_EXTRACTED MATERIAL_:
/---
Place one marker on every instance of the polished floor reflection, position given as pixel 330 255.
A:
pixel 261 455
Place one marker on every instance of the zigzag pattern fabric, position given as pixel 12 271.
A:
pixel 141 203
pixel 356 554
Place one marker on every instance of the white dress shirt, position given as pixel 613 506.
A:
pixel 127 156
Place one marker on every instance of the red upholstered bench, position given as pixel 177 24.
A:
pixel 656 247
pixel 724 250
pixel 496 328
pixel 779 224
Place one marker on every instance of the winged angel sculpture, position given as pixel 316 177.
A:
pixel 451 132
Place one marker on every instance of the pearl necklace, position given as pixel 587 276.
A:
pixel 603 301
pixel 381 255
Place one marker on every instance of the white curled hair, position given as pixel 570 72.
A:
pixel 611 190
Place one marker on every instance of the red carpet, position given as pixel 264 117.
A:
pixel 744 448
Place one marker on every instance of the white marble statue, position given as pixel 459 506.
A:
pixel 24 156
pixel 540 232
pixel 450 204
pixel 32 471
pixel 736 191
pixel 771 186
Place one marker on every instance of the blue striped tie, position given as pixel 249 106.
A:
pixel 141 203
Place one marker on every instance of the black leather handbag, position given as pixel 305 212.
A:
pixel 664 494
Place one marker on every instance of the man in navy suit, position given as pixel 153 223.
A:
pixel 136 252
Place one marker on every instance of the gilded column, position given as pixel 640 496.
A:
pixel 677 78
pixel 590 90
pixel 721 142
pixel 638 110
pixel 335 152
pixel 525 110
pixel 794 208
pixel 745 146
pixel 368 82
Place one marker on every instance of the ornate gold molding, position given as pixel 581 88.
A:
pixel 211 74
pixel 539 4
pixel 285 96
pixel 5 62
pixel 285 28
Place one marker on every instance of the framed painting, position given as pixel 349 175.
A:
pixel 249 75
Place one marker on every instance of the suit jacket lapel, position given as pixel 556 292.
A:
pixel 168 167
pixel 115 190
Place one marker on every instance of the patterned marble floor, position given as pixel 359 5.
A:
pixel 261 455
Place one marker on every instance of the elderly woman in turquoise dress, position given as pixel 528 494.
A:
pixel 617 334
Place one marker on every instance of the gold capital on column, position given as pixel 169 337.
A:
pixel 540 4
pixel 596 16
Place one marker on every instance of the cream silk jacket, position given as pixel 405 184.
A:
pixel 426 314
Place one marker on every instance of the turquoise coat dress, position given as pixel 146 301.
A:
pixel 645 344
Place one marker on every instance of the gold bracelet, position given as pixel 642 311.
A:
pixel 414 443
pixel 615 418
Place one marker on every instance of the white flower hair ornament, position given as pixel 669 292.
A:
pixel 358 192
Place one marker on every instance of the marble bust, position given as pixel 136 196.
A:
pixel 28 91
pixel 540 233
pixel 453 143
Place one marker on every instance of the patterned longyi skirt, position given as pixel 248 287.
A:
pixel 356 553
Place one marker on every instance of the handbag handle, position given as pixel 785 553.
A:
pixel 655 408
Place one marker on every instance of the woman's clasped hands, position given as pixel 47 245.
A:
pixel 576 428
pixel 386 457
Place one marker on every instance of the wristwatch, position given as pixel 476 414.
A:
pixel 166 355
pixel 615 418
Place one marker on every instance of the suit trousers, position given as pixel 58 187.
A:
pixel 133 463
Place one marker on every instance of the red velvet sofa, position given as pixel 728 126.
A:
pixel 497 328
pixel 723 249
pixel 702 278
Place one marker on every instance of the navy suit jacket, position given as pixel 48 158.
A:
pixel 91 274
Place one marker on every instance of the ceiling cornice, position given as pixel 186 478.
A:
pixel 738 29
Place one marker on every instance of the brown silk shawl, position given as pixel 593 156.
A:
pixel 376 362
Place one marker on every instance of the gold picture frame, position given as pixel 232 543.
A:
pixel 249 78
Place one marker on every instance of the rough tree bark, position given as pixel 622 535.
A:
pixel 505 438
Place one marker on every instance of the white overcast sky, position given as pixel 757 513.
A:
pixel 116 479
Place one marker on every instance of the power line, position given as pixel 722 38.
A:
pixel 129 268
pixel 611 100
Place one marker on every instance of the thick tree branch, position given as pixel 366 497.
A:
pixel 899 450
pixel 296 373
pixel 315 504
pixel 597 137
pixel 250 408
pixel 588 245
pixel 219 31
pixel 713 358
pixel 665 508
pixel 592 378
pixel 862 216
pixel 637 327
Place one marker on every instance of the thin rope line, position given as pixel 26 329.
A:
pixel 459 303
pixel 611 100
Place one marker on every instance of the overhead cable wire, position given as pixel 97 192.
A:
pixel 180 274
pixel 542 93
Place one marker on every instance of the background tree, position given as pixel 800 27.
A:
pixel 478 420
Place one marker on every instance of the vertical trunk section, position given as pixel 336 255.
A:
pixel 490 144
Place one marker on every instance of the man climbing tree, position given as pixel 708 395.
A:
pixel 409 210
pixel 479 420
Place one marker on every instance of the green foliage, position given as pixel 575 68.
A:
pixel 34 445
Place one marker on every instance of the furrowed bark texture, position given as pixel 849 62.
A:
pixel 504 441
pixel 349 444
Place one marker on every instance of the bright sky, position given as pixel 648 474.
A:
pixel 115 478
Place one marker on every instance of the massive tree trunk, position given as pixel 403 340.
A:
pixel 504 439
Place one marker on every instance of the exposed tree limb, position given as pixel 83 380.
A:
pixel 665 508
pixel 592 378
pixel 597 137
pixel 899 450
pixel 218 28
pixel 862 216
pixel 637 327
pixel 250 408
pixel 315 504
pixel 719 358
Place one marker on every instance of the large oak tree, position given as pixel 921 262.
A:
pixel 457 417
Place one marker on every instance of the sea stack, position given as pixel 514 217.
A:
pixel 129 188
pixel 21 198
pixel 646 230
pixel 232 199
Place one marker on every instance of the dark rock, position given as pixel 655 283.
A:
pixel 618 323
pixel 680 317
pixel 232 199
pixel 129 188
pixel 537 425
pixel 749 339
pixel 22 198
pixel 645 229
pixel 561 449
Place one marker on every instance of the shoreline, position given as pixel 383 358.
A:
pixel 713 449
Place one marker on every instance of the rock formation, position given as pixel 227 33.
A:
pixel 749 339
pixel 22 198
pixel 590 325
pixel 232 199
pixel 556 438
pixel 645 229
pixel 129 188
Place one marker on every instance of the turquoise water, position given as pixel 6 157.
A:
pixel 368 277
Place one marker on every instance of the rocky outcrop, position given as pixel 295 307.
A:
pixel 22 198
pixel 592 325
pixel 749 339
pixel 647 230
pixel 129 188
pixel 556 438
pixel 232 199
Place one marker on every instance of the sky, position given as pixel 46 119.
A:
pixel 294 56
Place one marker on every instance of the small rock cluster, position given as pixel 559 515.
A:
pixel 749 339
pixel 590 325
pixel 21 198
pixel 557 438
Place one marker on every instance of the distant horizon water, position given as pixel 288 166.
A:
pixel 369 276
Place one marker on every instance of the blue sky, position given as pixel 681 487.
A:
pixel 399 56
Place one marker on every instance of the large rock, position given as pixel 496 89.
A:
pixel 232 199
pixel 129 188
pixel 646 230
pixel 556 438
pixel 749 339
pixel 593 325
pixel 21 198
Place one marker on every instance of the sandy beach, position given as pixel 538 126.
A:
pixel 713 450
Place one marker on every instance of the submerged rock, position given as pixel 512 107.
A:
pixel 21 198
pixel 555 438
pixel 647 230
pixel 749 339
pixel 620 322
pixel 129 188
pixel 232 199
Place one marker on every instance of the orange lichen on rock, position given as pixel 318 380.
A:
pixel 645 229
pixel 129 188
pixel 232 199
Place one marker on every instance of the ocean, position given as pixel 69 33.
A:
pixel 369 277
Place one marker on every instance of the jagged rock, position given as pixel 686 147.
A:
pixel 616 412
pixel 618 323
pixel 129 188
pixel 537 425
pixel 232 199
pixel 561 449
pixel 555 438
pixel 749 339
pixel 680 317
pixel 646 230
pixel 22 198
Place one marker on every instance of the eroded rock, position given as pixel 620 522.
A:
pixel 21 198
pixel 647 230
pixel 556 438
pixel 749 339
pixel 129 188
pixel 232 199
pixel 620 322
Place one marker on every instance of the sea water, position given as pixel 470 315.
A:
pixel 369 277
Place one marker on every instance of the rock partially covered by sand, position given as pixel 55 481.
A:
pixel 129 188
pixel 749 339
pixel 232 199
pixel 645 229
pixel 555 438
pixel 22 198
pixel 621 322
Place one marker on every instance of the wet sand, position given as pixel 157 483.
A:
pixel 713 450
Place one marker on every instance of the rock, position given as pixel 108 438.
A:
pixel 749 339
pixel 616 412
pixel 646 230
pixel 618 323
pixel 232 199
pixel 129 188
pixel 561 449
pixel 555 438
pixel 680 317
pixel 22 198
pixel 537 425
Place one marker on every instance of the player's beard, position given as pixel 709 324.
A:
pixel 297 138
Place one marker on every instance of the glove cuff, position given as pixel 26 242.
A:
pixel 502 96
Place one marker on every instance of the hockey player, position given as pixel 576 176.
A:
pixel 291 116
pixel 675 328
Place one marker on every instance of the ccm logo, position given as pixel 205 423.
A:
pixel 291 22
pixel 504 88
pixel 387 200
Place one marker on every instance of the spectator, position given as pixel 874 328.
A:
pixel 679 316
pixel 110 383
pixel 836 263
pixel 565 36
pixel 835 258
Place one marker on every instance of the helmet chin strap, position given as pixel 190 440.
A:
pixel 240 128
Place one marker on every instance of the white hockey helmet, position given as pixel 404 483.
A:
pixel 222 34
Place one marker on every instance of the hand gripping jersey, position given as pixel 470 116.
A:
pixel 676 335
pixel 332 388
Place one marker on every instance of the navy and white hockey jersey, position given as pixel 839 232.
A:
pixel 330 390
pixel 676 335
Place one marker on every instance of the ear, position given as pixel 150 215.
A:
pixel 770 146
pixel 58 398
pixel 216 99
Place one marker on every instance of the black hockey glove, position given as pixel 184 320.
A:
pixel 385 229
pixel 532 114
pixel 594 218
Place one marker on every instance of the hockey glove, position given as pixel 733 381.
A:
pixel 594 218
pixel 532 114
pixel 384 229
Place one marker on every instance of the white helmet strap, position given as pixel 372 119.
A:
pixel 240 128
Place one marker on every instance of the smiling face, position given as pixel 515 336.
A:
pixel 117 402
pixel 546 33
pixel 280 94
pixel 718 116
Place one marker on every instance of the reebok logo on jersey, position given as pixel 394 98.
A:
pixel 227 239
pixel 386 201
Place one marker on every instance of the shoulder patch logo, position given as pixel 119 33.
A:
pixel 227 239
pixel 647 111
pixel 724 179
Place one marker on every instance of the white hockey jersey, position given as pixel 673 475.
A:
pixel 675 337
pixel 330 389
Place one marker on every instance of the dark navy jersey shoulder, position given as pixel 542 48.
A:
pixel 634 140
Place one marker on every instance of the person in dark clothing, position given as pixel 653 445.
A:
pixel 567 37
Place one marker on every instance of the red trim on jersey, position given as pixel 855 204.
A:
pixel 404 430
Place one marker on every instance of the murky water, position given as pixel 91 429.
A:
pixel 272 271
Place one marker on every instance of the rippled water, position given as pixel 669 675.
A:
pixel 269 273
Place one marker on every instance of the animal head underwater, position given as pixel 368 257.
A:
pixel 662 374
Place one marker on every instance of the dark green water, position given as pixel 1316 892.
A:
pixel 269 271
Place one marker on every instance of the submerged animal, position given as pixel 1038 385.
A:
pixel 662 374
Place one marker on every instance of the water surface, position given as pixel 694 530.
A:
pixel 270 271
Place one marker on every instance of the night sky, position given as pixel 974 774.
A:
\---
_WORK TO BE COMPLETED_: A copy of each line above that holds the word "black" is the expected answer.

_ANSWER SECTION_:
Place one marker on every instance of the black leather handbag, position given as pixel 305 212.
Place one marker on every instance of the black hockey glove, position given as pixel 184 320.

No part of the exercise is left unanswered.